→ WHAT TO DO:
Set out all the rows below as a numbered list, leaving out any blank lines.

→ DATASET:
===

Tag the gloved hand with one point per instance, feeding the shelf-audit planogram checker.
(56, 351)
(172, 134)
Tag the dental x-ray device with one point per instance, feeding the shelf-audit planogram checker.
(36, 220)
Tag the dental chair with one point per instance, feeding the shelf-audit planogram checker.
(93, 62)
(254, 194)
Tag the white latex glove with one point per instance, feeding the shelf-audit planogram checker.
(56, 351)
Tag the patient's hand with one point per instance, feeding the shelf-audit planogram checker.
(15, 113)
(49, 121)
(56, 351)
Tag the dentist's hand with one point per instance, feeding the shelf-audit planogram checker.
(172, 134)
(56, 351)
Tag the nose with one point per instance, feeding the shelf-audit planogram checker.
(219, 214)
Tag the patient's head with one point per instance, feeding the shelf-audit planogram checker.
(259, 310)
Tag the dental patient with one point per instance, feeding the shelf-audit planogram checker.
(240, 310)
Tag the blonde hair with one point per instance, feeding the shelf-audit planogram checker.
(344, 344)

===

→ WRITTEN RESPONSE:
1. Tag the gloved hand with one point per instance, feeding the shelf-audit planogram checker.
2. (56, 351)
3. (172, 134)
4. Tag the dental x-ray device with one point per instance, feeding the shelf-audit planogram checker.
5. (36, 220)
6. Tag the dental chair with one point per instance, feeding the shelf-audit planogram checker.
7. (93, 62)
8. (254, 194)
9. Tag the white latex glove with one point per instance, feeding the shelf-audit planogram checker.
10. (56, 351)
11. Tag the patient's hand with one point per instance, feeding the shelf-audit planogram checker.
12. (15, 113)
13. (49, 121)
14. (56, 351)
15. Tag the dentist's hand with one point per instance, feeding the shelf-audit planogram checker.
16. (172, 134)
17. (56, 351)
18. Tag the nose with one point per instance, feeding the shelf-audit planogram checker.
19. (219, 214)
20. Tag the patient's head with one point per instance, feeding the shelf-audit planogram checker.
21. (259, 310)
22. Tag the dental patient with one point per instance, feeding the shelf-audit planogram checker.
23. (240, 310)
24. Tag the blonde hair with one point per instance, feeding the shelf-audit planogram checker.
25. (344, 344)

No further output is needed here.